§ **Verilen Metin**:
○ ○ ○ ○ ○ ○ ○

Davalı vekili tarafından müterafik kusura yönelik yapılan istinaf incelemesinde;
Zararın meydana gelmesinde veya artmasında zarar görenin de kusurunun bulunması halinde söz konusu olan müterafik kusur 6098 sayılı TBK’nın md. 52. maddesinde (Borçlar Kanunu’nun 44.) düzenlenmiştir. Zarar görenin kusurunun, zararın meydana gelmesinde başlıca etken olması halinde zarar verenin sorumluluğunun kalkması söz konusu olabileceği gibi belirlenen kusura göre zarar ve ziyandan indirim yapılmasını da gerektirebilir. Müterafik kusur indiriminde her somut olayın özelliğine göre olayın meydana geliş tarzı ve zararın artmasında zarar görenin kusurlu davranışının sonuca etkisi değerlendirilerek uygun oranda bir indirim yapılmasını gerektirir.
Buna göre eldeki dosya kapsamından, davacı …’nın emniyet kemeri takıp takmadığı halinin belirsiz olduğu ancak davacının ablası olan sürücü …’nın kaza tespit tutanağına göre sürücü belgesinin bulunmadığı, davacının da bu araçta yolculuk ettiği anlaşılmaktadır. Bu halde, davacının sürücü belgesi bulunmadığını bildiği kişinin aracına yolcu olarak bindiği, bu şekilde sürücü belgesiz kişinin aracında yolculuk yaptığı, bu durumun da müterafik kusur niteliğinde olduğu anlaşıldığından, davacının belirlenen zararından Yargıtay 17. Hukuk Dairesinin uygulamasına uygun şekilde %20 oranında müterafik kusur indirimi yapılması gerektiği halde bu yönde bir indirim yapılmadan hüküm tesisi doğru olmamış, davalı vekilinin bu yöndeki istinaf sebepleri yerinde görülmüştür.

○ ○ ○ ○ ○ ○ ○

§ **Çıkarılan Satırlar**:
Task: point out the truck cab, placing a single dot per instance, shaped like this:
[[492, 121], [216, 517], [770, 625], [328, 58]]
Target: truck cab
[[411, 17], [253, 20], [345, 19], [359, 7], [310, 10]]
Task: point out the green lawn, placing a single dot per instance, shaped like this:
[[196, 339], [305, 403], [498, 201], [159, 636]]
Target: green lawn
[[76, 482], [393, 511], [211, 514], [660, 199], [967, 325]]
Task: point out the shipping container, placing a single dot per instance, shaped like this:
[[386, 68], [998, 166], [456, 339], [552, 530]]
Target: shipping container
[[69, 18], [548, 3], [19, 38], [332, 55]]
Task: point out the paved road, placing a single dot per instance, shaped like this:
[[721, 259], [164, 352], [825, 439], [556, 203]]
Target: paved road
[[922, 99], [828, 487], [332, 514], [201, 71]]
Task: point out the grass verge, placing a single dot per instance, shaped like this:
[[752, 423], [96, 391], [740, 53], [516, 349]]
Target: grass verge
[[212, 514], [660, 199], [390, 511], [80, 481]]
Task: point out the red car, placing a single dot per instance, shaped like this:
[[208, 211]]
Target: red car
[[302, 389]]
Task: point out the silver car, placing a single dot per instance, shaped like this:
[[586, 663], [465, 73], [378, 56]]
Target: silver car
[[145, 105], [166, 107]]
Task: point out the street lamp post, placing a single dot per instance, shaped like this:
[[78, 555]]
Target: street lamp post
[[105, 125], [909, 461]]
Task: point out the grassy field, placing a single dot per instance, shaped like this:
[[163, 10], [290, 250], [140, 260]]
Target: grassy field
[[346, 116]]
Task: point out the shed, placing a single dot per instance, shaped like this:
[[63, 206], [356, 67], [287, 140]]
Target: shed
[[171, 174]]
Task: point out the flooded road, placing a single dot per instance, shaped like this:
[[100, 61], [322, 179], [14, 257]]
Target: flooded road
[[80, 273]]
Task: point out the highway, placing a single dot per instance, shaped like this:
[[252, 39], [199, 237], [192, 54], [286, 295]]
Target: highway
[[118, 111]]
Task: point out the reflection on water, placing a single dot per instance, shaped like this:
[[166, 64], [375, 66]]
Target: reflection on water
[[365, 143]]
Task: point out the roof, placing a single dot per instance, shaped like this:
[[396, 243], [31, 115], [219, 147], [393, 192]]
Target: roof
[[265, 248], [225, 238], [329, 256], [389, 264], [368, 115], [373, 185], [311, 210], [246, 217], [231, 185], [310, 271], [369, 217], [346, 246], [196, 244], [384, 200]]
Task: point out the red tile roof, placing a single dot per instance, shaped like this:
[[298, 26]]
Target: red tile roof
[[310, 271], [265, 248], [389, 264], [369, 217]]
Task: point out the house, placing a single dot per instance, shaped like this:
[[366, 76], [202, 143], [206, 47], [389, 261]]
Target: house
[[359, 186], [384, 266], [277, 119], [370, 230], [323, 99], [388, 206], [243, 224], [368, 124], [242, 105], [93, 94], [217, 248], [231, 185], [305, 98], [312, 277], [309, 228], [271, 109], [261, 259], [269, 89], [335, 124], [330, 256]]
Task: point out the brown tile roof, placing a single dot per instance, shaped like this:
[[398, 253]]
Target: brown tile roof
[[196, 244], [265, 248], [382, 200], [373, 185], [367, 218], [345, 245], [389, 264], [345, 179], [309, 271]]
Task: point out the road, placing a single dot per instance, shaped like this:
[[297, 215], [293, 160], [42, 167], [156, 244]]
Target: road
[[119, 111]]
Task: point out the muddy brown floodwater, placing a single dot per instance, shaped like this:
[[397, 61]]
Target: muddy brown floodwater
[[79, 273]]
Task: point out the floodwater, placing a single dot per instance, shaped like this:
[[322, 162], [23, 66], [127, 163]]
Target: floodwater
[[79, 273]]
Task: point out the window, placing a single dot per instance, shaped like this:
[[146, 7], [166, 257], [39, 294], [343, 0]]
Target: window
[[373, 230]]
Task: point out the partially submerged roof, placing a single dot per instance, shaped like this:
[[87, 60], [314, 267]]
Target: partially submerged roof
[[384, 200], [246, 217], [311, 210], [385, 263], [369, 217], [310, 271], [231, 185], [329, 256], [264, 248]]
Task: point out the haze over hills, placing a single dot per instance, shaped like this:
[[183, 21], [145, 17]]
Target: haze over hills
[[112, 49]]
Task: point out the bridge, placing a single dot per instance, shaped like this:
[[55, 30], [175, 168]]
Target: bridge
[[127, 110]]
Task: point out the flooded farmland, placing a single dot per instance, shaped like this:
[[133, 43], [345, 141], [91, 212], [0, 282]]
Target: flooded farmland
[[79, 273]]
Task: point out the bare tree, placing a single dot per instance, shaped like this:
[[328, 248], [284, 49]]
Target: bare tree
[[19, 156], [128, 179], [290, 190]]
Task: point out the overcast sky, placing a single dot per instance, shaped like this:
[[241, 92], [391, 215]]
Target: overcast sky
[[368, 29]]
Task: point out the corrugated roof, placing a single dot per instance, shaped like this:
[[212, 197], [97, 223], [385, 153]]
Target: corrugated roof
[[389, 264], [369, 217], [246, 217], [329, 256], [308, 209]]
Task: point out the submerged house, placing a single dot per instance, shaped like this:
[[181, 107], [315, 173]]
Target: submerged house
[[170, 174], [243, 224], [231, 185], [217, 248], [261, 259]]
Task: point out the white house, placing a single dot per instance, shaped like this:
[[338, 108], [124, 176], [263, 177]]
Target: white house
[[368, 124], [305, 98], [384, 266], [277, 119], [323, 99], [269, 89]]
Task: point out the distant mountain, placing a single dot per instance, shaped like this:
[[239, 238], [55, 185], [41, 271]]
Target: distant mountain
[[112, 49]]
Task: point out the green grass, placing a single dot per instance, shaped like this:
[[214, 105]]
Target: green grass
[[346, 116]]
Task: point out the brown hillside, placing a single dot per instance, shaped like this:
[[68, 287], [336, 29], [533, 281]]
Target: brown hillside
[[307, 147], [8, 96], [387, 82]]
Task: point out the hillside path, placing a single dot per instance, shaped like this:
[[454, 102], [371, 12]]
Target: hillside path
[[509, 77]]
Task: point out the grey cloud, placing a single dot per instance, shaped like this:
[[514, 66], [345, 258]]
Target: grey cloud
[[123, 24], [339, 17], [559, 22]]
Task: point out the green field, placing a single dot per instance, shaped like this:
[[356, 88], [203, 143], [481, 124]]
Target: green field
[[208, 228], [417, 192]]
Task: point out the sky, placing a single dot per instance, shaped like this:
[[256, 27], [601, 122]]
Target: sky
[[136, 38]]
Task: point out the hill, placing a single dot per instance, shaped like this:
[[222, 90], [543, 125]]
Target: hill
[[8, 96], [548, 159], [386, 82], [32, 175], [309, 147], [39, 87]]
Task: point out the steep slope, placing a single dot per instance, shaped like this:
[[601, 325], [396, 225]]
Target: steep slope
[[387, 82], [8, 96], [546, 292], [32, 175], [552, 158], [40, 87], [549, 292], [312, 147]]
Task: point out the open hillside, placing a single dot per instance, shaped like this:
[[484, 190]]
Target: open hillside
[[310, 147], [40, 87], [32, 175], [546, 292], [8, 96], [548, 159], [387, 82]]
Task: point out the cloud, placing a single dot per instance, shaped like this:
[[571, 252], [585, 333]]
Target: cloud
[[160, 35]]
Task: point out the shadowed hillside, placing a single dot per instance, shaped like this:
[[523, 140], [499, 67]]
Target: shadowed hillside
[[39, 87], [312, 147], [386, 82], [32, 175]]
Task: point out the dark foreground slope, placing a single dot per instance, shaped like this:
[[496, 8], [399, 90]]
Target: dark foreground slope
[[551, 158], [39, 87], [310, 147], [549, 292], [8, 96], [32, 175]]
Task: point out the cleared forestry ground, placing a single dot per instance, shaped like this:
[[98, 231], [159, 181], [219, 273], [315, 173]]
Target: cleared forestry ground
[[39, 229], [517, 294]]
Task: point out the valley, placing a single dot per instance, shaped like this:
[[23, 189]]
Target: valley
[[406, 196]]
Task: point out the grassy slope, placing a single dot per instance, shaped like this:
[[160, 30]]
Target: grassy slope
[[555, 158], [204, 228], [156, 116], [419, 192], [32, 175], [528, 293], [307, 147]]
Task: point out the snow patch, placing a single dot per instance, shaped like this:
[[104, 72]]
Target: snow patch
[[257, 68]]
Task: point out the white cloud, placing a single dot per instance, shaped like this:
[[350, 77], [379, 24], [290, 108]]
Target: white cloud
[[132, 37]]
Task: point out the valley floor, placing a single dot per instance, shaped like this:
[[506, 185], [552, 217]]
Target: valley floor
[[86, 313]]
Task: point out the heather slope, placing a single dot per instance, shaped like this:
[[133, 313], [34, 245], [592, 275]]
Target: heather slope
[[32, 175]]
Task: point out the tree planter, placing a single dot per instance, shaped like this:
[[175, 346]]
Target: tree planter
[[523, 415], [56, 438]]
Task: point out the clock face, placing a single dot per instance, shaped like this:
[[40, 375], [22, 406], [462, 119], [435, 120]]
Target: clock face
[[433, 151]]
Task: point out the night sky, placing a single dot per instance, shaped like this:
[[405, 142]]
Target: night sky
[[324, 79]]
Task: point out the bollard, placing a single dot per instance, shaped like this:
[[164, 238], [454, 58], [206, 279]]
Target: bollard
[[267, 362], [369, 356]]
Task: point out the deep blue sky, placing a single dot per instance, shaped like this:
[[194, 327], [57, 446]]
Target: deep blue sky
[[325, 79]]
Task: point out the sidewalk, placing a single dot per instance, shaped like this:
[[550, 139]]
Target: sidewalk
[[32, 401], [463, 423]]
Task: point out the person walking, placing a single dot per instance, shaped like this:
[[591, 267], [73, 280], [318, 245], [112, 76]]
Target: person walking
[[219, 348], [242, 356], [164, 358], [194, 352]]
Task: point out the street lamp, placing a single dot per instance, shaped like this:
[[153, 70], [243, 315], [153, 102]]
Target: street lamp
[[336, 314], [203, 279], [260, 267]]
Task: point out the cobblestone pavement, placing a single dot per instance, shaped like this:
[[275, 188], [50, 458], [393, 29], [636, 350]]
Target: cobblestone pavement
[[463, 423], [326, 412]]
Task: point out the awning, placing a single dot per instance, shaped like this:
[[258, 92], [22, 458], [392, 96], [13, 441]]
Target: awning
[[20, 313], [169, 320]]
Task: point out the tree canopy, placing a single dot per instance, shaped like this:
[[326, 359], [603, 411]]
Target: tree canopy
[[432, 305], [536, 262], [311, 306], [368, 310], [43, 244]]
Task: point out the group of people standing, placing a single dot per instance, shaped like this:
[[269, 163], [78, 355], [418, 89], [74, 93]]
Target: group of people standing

○ ○ ○ ○ ○ ○ ○

§ **Görevler**:
a. Verilen metne göre davacının zararından neden %20 oranında müterafik kusur indirimi yapılması gerekiyor? Bir ila üç cümleyle açıklayın.
b. Verilen metinde "Buna göre eldeki dosya kapsamından" diye başlayan cümleye göre dosyadan anlaşılan durumların hepsini sıralayın.

§ **Çözümler**:
a. Davacı, sürücü belgesi olmadığını bildiği kişinin aracına yolcu olarak binmiş ve böylece belgesiz bir sürücünün aracında yolculuk etmiştir. Bu durum müterafik kusur niteliğinde görüldüğü için Yargıtay 17. Hukuk Dairesinin uygulamasına uygun şekilde %20 indirim yapılması gerekir.

b.
- Davacının emniyet kemeri takıp takmadığı belirsizdir.
- Sürücü, davacının ablasıdır.
- Kaza tespit tutanağına göre sürücünün sürücü belgesi yoktur.
- Davacı da bu araçta yolculuk etmiştir.